Supplied text:
[Start of Attachment]

Diamond cutting of micro-structure array on brittle material assisted by multi-ion implantation

Abstract

Abstract Micro-structures have numerous applications for improving the surface functionability in various fields, such as surface mechanics, optics, and biology. However, machining micro-structures on brittle materials is difficult owing to the serious fractures that occur on the machined surface. To solve this problem, a method using ion implantation to modify the workpiece surface layer has been developed over the last seven years, but how to fabricate the modified layer efficiently is still unsolved and becomes a critical issue which blocks the application of this method in production. A modified layer that is thick enough for the machining is always preferred. This is difficult for the single-implantation approach studied before, owing to the large consumption in cost and time. In this study, diamond cutting assisted by multi-implantation is proposed to fabricate micro-structure array on silicon, a typical hard and brittle material. The novel method in this study shows distinct flexibility in the design of process parameters, as well as obvious improvement in efficiency. The result of surface modification is evaluated from aspects of crystal lattice and nanomechanics. The influence of channel effect is also discussed. Furthermore, chips with shear bands are discovered and analyzed in the cutting of modified silicon, which is extraordinary in the machining of brittle materials. And the brittle–ductile transition depth is significantly enhanced. Therefore, not only is multi-implantation capable of preparing thick modified layer, it also realizes further modification on material properties which is fundamental for improving the machinability. Finally, a micro-pillar array formed by 270 orthogonal cylindrical grooves (17956 micro-pillar units) is achieved in ductile mode by fly-cutting. It indicates that multi-implantation is a promising method for the micro-machining of brittle materials.

[End of Attachment]

Supplied material:
[Start of Attachment]

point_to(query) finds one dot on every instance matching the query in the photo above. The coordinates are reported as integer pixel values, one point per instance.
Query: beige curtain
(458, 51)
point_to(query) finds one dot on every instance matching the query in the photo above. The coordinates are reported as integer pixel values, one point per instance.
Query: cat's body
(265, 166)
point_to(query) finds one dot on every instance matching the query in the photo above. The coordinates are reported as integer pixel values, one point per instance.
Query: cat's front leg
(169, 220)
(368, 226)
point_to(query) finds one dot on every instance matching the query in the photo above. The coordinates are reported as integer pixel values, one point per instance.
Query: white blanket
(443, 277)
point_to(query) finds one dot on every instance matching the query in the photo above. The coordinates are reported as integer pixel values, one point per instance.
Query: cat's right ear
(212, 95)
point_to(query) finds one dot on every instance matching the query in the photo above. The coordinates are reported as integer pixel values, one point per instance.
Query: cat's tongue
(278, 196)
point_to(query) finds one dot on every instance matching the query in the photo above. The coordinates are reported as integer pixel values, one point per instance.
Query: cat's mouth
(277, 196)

[End of Attachment]
[Start of Attachment]

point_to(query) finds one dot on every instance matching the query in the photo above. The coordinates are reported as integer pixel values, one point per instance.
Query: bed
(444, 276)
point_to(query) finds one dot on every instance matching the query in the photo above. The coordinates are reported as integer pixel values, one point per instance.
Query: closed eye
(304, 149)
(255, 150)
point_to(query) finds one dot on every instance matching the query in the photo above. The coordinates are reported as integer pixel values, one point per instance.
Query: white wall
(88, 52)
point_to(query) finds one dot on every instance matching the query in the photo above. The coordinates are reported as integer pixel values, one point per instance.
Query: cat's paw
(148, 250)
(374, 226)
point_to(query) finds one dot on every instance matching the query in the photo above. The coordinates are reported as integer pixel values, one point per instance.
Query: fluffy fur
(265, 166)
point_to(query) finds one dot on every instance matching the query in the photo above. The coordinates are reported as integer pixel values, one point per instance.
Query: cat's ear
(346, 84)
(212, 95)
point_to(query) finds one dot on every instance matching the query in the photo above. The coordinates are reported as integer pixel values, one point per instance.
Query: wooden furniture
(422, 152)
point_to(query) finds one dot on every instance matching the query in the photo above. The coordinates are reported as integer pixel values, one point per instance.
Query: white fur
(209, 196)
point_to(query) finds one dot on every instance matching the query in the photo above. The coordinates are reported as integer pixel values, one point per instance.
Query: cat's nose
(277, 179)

[End of Attachment]

Assigned task: According to the abstract on diamond cutting with multi-ion implantation, how many micro-pillar units make up the array achieved by fly-cutting? Nothing in the listing is needed.

Response for this exercise: The array has 17956 micro-pillar units, formed by 270 orthogonal cylindrical grooves.